## Task to carry out
Retype all of the data that follows, line for line.
BEGIN
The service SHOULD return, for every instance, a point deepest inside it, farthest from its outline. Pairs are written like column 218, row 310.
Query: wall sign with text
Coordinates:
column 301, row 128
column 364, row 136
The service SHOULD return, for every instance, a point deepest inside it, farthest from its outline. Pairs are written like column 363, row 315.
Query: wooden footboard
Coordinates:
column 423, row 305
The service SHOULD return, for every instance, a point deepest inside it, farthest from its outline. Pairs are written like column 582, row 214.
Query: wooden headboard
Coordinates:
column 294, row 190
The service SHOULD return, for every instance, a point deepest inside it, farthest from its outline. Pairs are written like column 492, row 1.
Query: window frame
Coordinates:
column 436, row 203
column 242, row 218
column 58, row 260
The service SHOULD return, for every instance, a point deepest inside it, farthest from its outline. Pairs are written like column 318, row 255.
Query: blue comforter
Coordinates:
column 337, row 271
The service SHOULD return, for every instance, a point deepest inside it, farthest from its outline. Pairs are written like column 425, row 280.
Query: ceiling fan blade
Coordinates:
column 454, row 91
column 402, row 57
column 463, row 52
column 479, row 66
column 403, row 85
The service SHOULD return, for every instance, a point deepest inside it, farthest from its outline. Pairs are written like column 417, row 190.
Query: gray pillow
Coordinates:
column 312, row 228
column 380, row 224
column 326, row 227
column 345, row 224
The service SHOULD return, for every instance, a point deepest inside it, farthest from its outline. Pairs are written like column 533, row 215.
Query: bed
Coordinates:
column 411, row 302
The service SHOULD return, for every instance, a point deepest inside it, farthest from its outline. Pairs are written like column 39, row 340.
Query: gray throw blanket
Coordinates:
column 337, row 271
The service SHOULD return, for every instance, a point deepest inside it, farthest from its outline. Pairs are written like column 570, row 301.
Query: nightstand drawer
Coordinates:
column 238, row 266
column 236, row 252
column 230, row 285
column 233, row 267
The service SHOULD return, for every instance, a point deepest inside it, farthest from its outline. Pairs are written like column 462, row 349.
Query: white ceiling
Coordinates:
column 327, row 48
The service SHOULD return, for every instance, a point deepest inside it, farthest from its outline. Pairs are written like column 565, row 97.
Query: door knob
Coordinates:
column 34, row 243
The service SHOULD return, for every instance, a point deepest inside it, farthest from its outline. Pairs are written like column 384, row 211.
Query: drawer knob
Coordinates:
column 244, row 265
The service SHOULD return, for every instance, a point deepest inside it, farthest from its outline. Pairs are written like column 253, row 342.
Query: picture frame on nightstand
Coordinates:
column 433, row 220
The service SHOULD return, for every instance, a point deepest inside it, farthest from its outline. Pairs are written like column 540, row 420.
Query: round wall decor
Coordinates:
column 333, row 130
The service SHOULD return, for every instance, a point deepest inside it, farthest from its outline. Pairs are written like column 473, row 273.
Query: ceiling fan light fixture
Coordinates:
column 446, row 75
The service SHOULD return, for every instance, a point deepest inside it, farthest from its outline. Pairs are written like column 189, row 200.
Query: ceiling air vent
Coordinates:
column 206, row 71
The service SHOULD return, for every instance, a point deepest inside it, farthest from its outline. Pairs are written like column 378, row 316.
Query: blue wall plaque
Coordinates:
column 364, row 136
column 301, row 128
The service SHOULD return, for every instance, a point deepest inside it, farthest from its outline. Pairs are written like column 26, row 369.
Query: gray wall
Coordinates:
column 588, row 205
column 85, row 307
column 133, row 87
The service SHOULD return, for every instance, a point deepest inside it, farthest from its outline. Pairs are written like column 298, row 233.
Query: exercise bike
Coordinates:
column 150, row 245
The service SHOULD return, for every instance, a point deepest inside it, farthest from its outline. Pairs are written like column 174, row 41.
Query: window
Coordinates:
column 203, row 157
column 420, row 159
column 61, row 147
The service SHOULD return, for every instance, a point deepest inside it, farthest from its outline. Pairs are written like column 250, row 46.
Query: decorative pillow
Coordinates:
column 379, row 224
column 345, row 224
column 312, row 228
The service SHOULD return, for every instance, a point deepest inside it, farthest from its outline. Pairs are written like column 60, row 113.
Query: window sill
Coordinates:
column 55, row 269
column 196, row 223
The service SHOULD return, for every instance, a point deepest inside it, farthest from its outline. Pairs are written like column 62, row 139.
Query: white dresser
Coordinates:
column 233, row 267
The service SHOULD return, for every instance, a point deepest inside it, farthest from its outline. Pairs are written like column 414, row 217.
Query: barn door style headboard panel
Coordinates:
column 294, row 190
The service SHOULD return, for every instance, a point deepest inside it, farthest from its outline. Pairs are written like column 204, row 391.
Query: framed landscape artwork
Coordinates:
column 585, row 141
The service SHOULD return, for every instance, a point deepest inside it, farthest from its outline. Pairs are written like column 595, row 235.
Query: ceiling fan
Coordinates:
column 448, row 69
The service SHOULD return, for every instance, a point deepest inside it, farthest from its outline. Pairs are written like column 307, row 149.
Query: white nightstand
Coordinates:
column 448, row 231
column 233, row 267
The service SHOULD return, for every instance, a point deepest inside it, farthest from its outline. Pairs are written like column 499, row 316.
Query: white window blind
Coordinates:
END
## Expected answer
The service SHOULD return, for every instance, a point deepest inside it, farthest from its outline. Pairs are written like column 218, row 310.
Query: wall sign with text
Coordinates:
column 301, row 128
column 364, row 136
The service SHOULD return, for every instance, a point deepest inside it, farthest from its outline. Pairs are written like column 363, row 315.
Query: wooden footboard
Coordinates:
column 423, row 305
The service SHOULD return, for every instance, a point deepest inside it, farthest from its outline. Pairs are written like column 582, row 214.
Query: wooden headboard
Coordinates:
column 294, row 190
The service SHOULD return, for every instance, a point deepest inside it, farthest from its outline. Pairs are written like column 492, row 1.
Query: window frame
Coordinates:
column 436, row 203
column 242, row 218
column 58, row 260
The service SHOULD return, for every instance, a point deepest inside it, farthest from its outline. Pairs are written like column 318, row 255.
Query: blue comforter
Coordinates:
column 337, row 271
The service SHOULD return, for every instance, a point deepest inside it, farthest from its outline. Pairs are written like column 425, row 280.
Query: ceiling fan blade
Coordinates:
column 454, row 91
column 402, row 57
column 463, row 52
column 479, row 66
column 403, row 85
The service SHOULD return, for every instance, a point deepest inside it, farthest from its outline. Pairs are written like column 417, row 190.
Query: gray pillow
Coordinates:
column 312, row 228
column 380, row 224
column 326, row 227
column 345, row 224
The service SHOULD return, for every instance, a point deepest inside it, farthest from its outline. Pairs are written like column 533, row 215.
Query: bed
Coordinates:
column 411, row 302
The service SHOULD return, for every instance, a point deepest inside it, farthest from its outline. Pairs are written like column 39, row 340.
Query: gray throw blanket
Coordinates:
column 337, row 271
The service SHOULD return, for every instance, a point deepest inside it, farthest from its outline. Pairs are written like column 570, row 301.
Query: nightstand drawer
Coordinates:
column 238, row 266
column 236, row 252
column 230, row 285
column 233, row 267
The service SHOULD return, for every instance, a point deepest inside it, farthest from its outline. Pairs are written like column 462, row 349.
Query: white ceiling
Coordinates:
column 327, row 48
The service SHOULD return, for every instance, a point deepest inside it, farthest from its outline. Pairs are written like column 565, row 97.
Query: door knob
Coordinates:
column 34, row 243
The service SHOULD return, for every instance, a point deepest inside it, farthest from its outline. Pairs are written like column 384, row 211.
Query: drawer knob
Coordinates:
column 244, row 265
The service SHOULD return, for every instance, a point deepest inside it, farthest from its outline. Pairs are written like column 253, row 342.
Query: picture frame on nightstand
Coordinates:
column 433, row 220
The service SHOULD return, for every instance, a point deepest inside it, farthest from its outline. Pairs are written like column 540, row 420.
Query: round wall decor
Coordinates:
column 333, row 130
The service SHOULD return, for every instance, a point deepest inside it, farthest from its outline. Pairs are written like column 473, row 273.
Query: ceiling fan light fixture
Coordinates:
column 446, row 75
The service SHOULD return, for every instance, a point deepest inside it, farthest from its outline. Pairs are written like column 189, row 200.
Query: ceiling air vent
Coordinates:
column 206, row 71
The service SHOULD return, for every instance, a point deepest inside it, farthest from its outline. Pairs are written like column 378, row 316.
Query: blue wall plaque
Coordinates:
column 364, row 136
column 301, row 128
The service SHOULD return, for every instance, a point deepest inside it, farthest from its outline. Pairs are written like column 26, row 369.
Query: gray wall
Coordinates:
column 588, row 205
column 85, row 307
column 133, row 87
The service SHOULD return, for every instance, a point deepest inside it, farthest from its outline. Pairs are written like column 298, row 233.
Query: exercise bike
Coordinates:
column 150, row 245
The service SHOULD return, for every instance, a point deepest inside it, farthest from its outline. Pairs are written like column 174, row 41.
Query: window
Coordinates:
column 203, row 157
column 420, row 159
column 61, row 147
The service SHOULD return, for every instance, a point deepest inside it, farthest from its outline. Pairs are written like column 250, row 46.
Query: decorative pillow
Coordinates:
column 379, row 224
column 345, row 224
column 312, row 228
The service SHOULD return, for every instance, a point deepest inside it, farthest from its outline. Pairs are written like column 60, row 113.
Query: window sill
Coordinates:
column 55, row 269
column 196, row 223
The service SHOULD return, for every instance, a point deepest inside it, farthest from its outline. Pairs are written like column 62, row 139.
Query: white dresser
Coordinates:
column 233, row 267
The service SHOULD return, for every instance, a point deepest inside it, farthest from its outline. Pairs are written like column 414, row 217.
Query: barn door style headboard panel
Coordinates:
column 294, row 190
The service SHOULD return, for every instance, a point deepest inside it, farthest from its outline. Pairs are written like column 204, row 391.
Query: framed landscape artwork
Coordinates:
column 585, row 141
The service SHOULD return, for every instance, a point deepest inside it, farthest from its outline. Pairs are written like column 595, row 235.
Query: ceiling fan
Coordinates:
column 448, row 69
The service SHOULD return, for every instance, a point deepest inside it, farthest from its outline. Pairs are written like column 307, row 149.
Query: white nightstand
Coordinates:
column 448, row 231
column 233, row 267
The service SHOULD return, for every instance, a point deepest inside it, farthest from its outline. Pairs are written like column 499, row 316.
Query: white window blind
Coordinates:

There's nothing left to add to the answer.